Requirement: Copy every entry precisely.

[Data items]
══════════

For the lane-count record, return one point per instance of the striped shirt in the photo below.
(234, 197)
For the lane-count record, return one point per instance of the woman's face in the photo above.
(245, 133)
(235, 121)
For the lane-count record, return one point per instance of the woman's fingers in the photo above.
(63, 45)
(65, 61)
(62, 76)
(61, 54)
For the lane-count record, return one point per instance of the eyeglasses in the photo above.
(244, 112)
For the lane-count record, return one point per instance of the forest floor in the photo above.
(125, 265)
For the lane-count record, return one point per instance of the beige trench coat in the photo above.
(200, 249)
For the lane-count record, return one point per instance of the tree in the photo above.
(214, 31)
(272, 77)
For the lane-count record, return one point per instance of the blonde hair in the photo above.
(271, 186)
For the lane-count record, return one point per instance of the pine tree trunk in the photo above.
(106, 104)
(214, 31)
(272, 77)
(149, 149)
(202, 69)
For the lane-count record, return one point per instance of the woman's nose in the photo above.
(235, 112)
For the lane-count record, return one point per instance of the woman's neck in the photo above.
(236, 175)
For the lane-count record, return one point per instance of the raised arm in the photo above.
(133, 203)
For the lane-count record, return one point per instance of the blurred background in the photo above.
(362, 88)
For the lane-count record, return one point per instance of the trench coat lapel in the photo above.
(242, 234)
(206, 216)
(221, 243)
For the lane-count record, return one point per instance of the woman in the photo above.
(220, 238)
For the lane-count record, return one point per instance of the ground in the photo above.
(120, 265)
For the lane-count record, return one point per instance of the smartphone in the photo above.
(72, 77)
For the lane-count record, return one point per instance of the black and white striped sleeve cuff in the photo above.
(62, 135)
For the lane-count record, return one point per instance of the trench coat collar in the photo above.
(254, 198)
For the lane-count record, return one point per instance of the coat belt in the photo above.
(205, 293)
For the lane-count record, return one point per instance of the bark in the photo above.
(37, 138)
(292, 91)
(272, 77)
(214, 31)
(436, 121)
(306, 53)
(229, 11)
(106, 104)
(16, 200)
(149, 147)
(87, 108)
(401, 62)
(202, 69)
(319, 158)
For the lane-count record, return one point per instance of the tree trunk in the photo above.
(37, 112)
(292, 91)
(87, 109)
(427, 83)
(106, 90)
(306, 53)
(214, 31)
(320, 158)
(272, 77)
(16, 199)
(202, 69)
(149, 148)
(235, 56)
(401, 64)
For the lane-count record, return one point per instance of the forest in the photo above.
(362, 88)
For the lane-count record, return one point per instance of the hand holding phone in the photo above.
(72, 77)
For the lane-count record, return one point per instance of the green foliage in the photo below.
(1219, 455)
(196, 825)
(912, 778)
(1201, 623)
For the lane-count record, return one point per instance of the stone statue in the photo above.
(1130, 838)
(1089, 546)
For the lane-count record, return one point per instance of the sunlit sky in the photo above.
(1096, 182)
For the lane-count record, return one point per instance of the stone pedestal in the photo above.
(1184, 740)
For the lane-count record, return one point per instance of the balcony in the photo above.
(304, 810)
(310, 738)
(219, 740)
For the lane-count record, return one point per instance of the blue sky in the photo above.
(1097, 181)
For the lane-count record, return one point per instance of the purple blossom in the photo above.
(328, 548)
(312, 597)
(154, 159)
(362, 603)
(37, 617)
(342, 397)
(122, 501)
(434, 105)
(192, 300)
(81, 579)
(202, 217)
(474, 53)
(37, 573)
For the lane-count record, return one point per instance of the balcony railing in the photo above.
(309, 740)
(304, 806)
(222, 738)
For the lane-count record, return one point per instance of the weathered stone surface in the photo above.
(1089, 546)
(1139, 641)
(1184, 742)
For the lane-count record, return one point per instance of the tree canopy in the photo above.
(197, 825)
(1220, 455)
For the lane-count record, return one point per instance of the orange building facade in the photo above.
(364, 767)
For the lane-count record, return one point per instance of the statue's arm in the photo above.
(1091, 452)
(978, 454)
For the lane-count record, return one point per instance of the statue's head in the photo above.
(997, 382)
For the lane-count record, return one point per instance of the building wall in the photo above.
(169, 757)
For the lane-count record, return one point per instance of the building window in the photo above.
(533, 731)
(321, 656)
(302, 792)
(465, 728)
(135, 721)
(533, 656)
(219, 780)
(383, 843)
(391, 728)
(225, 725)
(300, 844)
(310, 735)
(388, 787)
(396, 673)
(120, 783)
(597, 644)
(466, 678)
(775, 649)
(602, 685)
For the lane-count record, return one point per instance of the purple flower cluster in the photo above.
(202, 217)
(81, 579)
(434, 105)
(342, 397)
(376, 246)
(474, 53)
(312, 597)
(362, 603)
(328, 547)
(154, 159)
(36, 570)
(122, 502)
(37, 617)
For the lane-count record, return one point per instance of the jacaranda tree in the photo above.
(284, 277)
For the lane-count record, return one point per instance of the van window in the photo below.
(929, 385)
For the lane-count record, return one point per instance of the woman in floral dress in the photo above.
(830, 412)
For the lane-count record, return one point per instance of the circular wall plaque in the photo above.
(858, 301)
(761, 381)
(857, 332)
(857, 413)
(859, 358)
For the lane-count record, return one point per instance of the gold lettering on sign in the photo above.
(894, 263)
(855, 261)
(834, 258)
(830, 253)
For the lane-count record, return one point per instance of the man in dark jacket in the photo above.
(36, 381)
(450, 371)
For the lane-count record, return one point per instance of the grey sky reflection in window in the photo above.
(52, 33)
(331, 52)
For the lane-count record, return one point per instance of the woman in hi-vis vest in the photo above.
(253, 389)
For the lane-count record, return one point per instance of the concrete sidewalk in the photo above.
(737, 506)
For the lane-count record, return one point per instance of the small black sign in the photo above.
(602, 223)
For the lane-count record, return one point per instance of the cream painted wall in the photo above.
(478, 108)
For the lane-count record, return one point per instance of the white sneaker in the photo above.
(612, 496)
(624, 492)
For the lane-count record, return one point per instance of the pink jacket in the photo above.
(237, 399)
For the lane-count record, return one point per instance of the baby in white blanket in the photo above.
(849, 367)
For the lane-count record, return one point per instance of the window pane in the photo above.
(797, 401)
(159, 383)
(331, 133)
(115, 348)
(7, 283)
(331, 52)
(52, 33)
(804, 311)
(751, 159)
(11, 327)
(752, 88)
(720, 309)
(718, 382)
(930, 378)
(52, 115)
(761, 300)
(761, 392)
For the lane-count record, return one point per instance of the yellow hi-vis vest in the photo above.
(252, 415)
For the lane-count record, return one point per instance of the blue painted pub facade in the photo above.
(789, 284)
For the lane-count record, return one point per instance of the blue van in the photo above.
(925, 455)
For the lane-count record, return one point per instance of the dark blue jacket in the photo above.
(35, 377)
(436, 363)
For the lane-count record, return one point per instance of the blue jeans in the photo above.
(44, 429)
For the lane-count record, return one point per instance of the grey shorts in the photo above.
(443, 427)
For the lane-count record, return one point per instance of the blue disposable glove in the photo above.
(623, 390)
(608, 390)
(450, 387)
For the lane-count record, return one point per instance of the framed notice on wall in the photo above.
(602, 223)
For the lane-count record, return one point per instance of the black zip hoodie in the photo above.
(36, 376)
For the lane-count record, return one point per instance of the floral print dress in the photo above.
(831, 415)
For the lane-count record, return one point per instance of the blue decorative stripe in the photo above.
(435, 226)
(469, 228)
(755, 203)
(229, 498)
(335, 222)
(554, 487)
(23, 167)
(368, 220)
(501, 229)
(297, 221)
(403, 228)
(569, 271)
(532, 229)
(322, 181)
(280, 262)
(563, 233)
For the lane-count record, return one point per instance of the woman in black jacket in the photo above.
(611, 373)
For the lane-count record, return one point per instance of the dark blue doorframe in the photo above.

══════════

Result:
For the lane-count record, return one point per instance of the striped shirt in the photo below.
(234, 197)
For the lane-count record, return one point per instance of the woman's face in the photo above.
(245, 133)
(235, 121)
For the lane-count record, return one point per instance of the woman's fingers in the photo above.
(63, 45)
(65, 61)
(62, 76)
(61, 54)
For the lane-count record, return one point per instance of the eyeglasses in the photo above.
(244, 112)
For the lane-count record, return one point per instance of the forest floor in the photo above.
(125, 265)
For the lane-count record, return one point per instance of the beige trench coat in the photo above.
(200, 249)
For the lane-count record, return one point per instance of the tree in the photo above.
(214, 31)
(272, 77)
For the lane-count record, return one point per instance of the blonde hair in the photo above.
(271, 186)
For the lane-count record, return one point per instance of the pine tree trunk in the photo above.
(106, 104)
(214, 31)
(272, 77)
(149, 149)
(202, 69)
For the lane-count record, return one point per instance of the woman's nose in the photo above.
(235, 112)
For the lane-count record, return one point per instance of the woman's neck in the photo above.
(236, 175)
For the lane-count record, return one point per instance of the raised arm in the photo above.
(133, 203)
For the lane-count record, return one point per instance of the blurred background in the photo above.
(362, 88)
For the lane-count record, return one point per instance of the trench coat lapel in the photo above.
(242, 234)
(206, 216)
(221, 243)
For the lane-count record, return one point per instance of the woman in the photo above.
(220, 238)
For the lane-count record, return one point per instance of the ground in the photo above.
(120, 265)
For the lane-count record, return one point per instance of the smartphone in the photo above.
(72, 77)
For the lane-count record, return one point per instance of the black and white striped sleeve cuff in the photo above.
(62, 135)
For the lane-count record, return one point per instance of the trench coat collar in the photo above.
(254, 198)
For the lane-count record, return one point per instance of the coat belt in the photo above.
(205, 293)
For the lane-count record, return one point per instance of the bark in the photo above.
(37, 138)
(292, 91)
(272, 77)
(214, 31)
(436, 121)
(306, 53)
(229, 11)
(106, 104)
(16, 200)
(149, 147)
(87, 108)
(401, 62)
(202, 69)
(319, 158)
For the lane-count record, return one point per instance of the tree trunk in the photo above.
(37, 112)
(292, 91)
(87, 109)
(427, 83)
(106, 90)
(306, 53)
(214, 31)
(320, 158)
(272, 77)
(16, 199)
(202, 69)
(149, 148)
(235, 56)
(401, 64)
For the lane-count record, return one point per instance of the forest in the photo above.
(362, 88)
For the lane-count record, return one point per instance of the hand holding phone in the photo above.
(72, 77)
For the lane-count record, return one point per instance of the green foliage in the photo below.
(1219, 455)
(196, 825)
(912, 778)
(1201, 623)
For the lane-count record, return one point per instance of the stone statue in the photo above.
(1130, 838)
(1089, 546)
For the lane-count record, return one point per instance of the sunlit sky in the photo above.
(1096, 182)
For the lane-count record, return one point per instance of the stone pedestal in the photo above.
(1184, 740)
For the lane-count record, return one point per instance of the balcony in the photo above.
(304, 810)
(310, 738)
(219, 740)
For the lane-count record, return one point per instance of the blue sky in the photo above.
(1097, 181)
For the lane-count record, return one point per instance of the purple blossom in the photo above.
(328, 548)
(312, 597)
(154, 159)
(362, 603)
(37, 617)
(342, 397)
(122, 501)
(434, 105)
(192, 300)
(81, 579)
(202, 217)
(474, 53)
(37, 573)
For the lane-count record, return one point per instance of the balcony railing in the photo above.
(309, 740)
(304, 806)
(222, 738)
For the lane-count record, return one point per instance of the weathered stone surface in the photo above.
(1089, 546)
(1139, 641)
(1184, 742)
For the lane-count record, return one point per instance of the tree canopy in the photo above.
(197, 825)
(1220, 455)
For the lane-count record, return one point per instance of the orange building facade in the photo above.
(364, 767)
For the lane-count record, return one point per instance of the statue's arm in the photo above.
(1091, 452)
(978, 454)
For the lane-count record, return one point per instance of the statue's head in the photo above.
(997, 382)
For the lane-count record, return one point per instance of the building wall in the photo above.
(169, 757)
For the lane-count record, return one point per instance of the building window in the photo above.
(533, 731)
(321, 656)
(302, 792)
(465, 728)
(135, 721)
(533, 656)
(219, 780)
(383, 843)
(391, 728)
(225, 725)
(300, 844)
(310, 735)
(388, 787)
(396, 673)
(120, 783)
(597, 644)
(466, 678)
(775, 649)
(602, 685)
For the lane-count record, return one point per instance of the purple flower cluster in the photo above.
(202, 217)
(81, 579)
(434, 105)
(342, 397)
(376, 246)
(474, 53)
(312, 597)
(362, 603)
(328, 547)
(154, 159)
(36, 570)
(122, 502)
(37, 617)
For the lane-count record, return one point per instance of the jacaranda tree in the photo above.
(284, 277)
For the lane-count record, return one point per instance of the van window in the photo below.
(929, 385)
For the lane-count record, return one point per instance of the woman in floral dress in the photo above.
(830, 412)
For the lane-count record, return one point per instance of the circular wall plaque in the photo above.
(858, 301)
(761, 381)
(857, 332)
(857, 413)
(859, 358)
For the lane-count record, return one point per instance of the gold lettering on sign in the photo above.
(894, 263)
(855, 261)
(834, 258)
(830, 253)
For the lane-count record, return one point per instance of the man in dark jacket in the photo above.
(36, 381)
(450, 371)
For the lane-count record, return one point per instance of the grey sky reflection in window in the photo above.
(52, 33)
(331, 52)
For the lane-count record, return one point per instance of the woman in hi-vis vest in the photo above.
(253, 389)
For the lane-count record, return one point per instance of the concrete sidewalk in the photo above.
(737, 506)
For the lane-count record, return one point per instance of the small black sign in the photo above.
(602, 223)
For the lane-count record, return one point per instance of the cream painted wall in the photo above.
(478, 108)
For the lane-count record, return one point per instance of the white sneaker in the photo above.
(612, 496)
(624, 492)
For the lane-count record, return one point per instance of the pink jacket in the photo above.
(237, 399)
For the lane-count record, return one point per instance of the baby in white blanket in the photo above.
(849, 367)
For the lane-count record, return one point per instance of the window pane in the photo above.
(797, 401)
(159, 383)
(331, 133)
(115, 348)
(7, 283)
(331, 52)
(52, 33)
(804, 311)
(751, 159)
(11, 327)
(752, 88)
(720, 309)
(718, 382)
(930, 378)
(52, 115)
(761, 300)
(761, 392)
For the lane-count record, return one point per instance of the yellow hi-vis vest in the photo above.
(252, 415)
For the lane-count record, return one point per instance of the blue painted pub facade in the photo above.
(789, 284)
For the lane-count record, return one point per instance of the blue van in the photo above.
(925, 455)
For the lane-count record, return one point per instance of the dark blue jacket in the photo above.
(35, 377)
(436, 363)
For the lane-count record, return one point per instance of the blue jeans in the photo above.
(44, 429)
For the lane-count record, return one point per instance of the grey shorts in the photo above.
(443, 427)
For the lane-count record, return one point per instance of the blue disposable glove in the photo above.
(623, 390)
(608, 390)
(450, 387)
For the lane-count record, return one point per instance of the framed notice on wall in the photo above.
(602, 223)
For the lane-count record, return one point per instance of the black zip hoodie in the photo above.
(36, 376)
For the lane-count record, return one point per instance of the floral print dress in the photo above.
(831, 415)
For the lane-count record, return one point per instance of the blue decorative stripe in the photo above.
(435, 226)
(469, 228)
(755, 203)
(229, 498)
(335, 222)
(554, 487)
(23, 167)
(368, 220)
(501, 229)
(297, 221)
(403, 228)
(569, 271)
(532, 229)
(322, 181)
(280, 262)
(563, 233)
For the lane-count record, return one point per instance of the woman in black jacket in the photo above.
(611, 373)
For the lane-count record, return one point per instance of the dark blue doorframe in the photo above.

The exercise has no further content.